Кадры решают все
СЕАНС – 5
У меня есть неоплаченный долг перед кинокритиком Олегом Коваловым. Посмотрев короткометражку Максима Пежемского «Переход товарища Чкалова через Северный полюс», мы единогласно решили: самонадеянный дебютант откровенно прокалывается, пытаясь играть с фрагментами калатозовского оригинала. При кажущейся легкости имитации «большой стиль» опасен в первоисточнике. Слишком уж он крут, чтобы прижиться в любой инородной кинофактуре.
Этой мыслью я и воспользовался, рецензируя картину Пежемского на страницах третьего номера «Сеанса». Воспользовался, никак не предполагая, что долг Ковалову-критику придется возвращать Ковалову-режиссеру.
Дело даже не в повторяемости актерских физиономий, а в антропологической общности народа, с одинаковым энтузиазмом отбывающего социальные сроки в казарме и на койке ЛТП.
«Сады Скорпиона» — фильм упоительный в замысле и феерический в пересказе. Поведать о времени средствами экранного автопортрета времени — это ли не апофеоз нынешнего культурного универсализма, выводящего на первый план уже не режиссера-творца и даже не критика-толкователя, но архивариуса, киномеханика, бесстрастного хранителя целлулоидной истории. Ковалов посвятил свой фильм советским 50-м, эпохе тем более интересной, что она так и не стала достоянием обыденного ретро. Что было «до» и «после», знают все. «До» горланили Дунаевского, а по ночам исчезали в зловещих «эмках» с потушенными фарами. «После» пели Окуджаву и катались на синих троллейбусах. 50-е же — междуцарствие мифологий, нонсенс, идеологическая мутация. Их обаяние в непоследовательности XX съезд и шпиономания, молодежный фестиваль и охота на стиляг, «Весна на Заречной улице» и «Случай с ефрейтором Кочетковым».
«Ефрейтор Кочетков», инструктивная притча о бдительности, снятая в 1955 году Александром Разумным, и есть та канва, по которой вышиты прихотливые монтажные узоры «Садов Скорпиона». Честный, но недалекий Вася Кочетков попадает в сети роковой шпионки. Слово за слово, признания и прогулки — и вот уже влюбчивый ефрейтор вполне готов стать легкой добычей хитроумных диверсантов. К счастью, на помощь приходят отцы-командиры, и все кончается благополучно. Военная тайна соблюдена, враги обезврежены, и Вася Кочетков, едва осквернив казенные подошвы водами реки, текущей между чувством и долгом, мчит к нашему, советскому берегу.
Другой сюжетный фрагмент заимствован из учебно-игровой картины об алкоголиках и нервнобольных. Сколько бы там ни твердили зарубежные теоретики о наследственности и генотипе, советская наука настаивает на приобретенном характере патологии. Ступоры, комплексы и депрессии всего лишь следствие собственной распущенности больного, пренебрегшего общественным здоровьем ради мелких личных страстишек…
Кино — главный гипнотизер, и самопроекция времени на вечную белизну экрана способна поведать куда больше иного — строжайшего — свидетельства.

[Собранные данные]
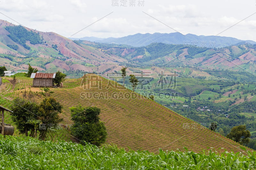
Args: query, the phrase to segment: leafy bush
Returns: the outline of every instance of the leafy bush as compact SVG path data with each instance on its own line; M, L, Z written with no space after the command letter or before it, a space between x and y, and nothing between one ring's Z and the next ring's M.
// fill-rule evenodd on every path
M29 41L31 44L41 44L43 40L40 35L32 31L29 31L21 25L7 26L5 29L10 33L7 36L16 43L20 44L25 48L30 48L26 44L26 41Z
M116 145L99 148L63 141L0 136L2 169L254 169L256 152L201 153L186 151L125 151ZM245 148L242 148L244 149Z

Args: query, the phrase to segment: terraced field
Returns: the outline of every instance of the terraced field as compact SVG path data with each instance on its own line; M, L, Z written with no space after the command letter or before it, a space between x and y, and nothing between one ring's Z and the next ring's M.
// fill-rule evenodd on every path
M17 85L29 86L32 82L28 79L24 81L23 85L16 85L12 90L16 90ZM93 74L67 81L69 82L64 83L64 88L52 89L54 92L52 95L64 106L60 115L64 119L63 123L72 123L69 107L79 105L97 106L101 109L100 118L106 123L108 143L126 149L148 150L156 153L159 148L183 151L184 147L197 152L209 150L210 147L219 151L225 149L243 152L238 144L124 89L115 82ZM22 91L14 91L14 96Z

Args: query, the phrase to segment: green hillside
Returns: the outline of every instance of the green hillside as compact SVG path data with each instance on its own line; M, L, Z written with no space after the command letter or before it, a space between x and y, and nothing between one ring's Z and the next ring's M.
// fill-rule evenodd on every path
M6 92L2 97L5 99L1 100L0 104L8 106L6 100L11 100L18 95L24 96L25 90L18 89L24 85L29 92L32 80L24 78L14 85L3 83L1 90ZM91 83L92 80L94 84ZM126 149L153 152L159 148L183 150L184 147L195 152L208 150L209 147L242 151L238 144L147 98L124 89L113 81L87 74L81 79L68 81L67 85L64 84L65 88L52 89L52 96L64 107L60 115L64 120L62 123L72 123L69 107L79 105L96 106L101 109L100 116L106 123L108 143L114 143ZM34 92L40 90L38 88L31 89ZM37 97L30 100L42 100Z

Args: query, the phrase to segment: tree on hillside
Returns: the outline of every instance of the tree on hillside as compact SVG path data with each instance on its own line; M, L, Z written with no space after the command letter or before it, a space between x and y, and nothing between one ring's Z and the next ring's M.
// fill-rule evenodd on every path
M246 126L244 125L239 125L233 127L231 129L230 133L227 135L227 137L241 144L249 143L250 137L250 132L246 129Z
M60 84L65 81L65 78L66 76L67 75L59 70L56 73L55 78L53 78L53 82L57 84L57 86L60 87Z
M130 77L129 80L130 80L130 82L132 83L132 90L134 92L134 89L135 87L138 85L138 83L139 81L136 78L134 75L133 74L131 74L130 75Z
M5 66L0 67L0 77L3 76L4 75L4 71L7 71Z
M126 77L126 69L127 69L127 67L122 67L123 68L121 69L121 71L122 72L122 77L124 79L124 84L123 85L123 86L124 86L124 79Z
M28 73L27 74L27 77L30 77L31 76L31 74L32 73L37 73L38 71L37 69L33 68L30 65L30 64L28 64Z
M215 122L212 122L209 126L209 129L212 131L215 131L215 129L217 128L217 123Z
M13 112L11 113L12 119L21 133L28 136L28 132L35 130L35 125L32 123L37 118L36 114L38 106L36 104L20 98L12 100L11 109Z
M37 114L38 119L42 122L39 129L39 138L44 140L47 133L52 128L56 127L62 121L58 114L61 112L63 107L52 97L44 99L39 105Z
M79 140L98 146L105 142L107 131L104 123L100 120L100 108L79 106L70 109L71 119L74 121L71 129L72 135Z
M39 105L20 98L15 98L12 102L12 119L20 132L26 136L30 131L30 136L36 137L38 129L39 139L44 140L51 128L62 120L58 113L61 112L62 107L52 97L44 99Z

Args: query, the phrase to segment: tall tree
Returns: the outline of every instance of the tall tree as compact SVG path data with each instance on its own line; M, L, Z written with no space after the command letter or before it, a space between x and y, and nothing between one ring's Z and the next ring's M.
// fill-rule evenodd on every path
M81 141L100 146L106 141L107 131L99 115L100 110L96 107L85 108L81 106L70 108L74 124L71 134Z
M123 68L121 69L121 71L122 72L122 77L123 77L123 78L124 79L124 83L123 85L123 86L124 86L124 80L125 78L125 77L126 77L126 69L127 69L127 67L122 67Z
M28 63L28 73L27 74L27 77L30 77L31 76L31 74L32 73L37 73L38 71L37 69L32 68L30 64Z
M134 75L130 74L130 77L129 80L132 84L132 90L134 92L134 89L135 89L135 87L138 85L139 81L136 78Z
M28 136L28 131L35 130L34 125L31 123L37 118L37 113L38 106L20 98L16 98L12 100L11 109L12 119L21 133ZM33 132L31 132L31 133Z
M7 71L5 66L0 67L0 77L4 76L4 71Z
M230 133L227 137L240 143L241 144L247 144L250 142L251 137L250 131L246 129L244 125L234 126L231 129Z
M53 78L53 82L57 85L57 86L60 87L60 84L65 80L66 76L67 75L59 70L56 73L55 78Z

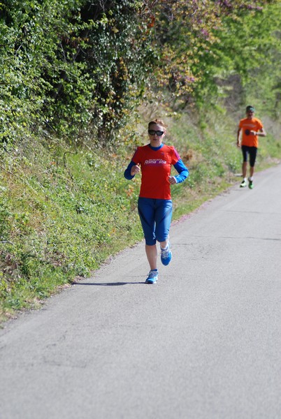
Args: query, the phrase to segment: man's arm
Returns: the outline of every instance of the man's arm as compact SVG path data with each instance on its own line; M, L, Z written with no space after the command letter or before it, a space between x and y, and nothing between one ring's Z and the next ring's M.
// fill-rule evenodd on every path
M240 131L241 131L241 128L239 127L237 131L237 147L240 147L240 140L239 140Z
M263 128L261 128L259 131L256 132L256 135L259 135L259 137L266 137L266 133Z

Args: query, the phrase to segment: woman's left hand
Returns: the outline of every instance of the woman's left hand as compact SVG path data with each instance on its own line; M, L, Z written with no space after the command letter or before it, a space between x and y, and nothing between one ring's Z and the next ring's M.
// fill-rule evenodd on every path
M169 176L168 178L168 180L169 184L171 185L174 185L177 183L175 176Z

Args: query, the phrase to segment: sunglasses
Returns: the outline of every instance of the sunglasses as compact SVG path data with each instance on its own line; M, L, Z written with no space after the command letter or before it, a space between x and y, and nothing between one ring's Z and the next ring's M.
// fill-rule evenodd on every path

**Суть задания:** Перепишите без изменений фрагмент рецензии на «Сады Скорпиона», начиная со слов «Кадры решают все» и заканчивая словами «придется возвращать Ковалову-режиссеру.». Опирайтесь только на текст рецензии.

**Разбор решения:**
Кадры решают все
СЕАНС – 5
У меня есть неоплаченный долг перед кинокритиком Олегом Коваловым. Посмотрев короткометражку Максима Пежемского «Переход товарища Чкалова через Северный полюс», мы единогласно решили: самонадеянный дебютант откровенно прокалывается, пытаясь играть с фрагментами калатозовского оригинала. При кажущейся легкости имитации «большой стиль» опасен в первоисточнике. Слишком уж он крут, чтобы прижиться в любой инородной кинофактуре.
Этой мыслью я и воспользовался, рецензируя картину Пежемского на страницах третьего номера «Сеанса». Воспользовался, никак не предполагая, что долг Ковалову-критику придется возвращать Ковалову-режиссеру.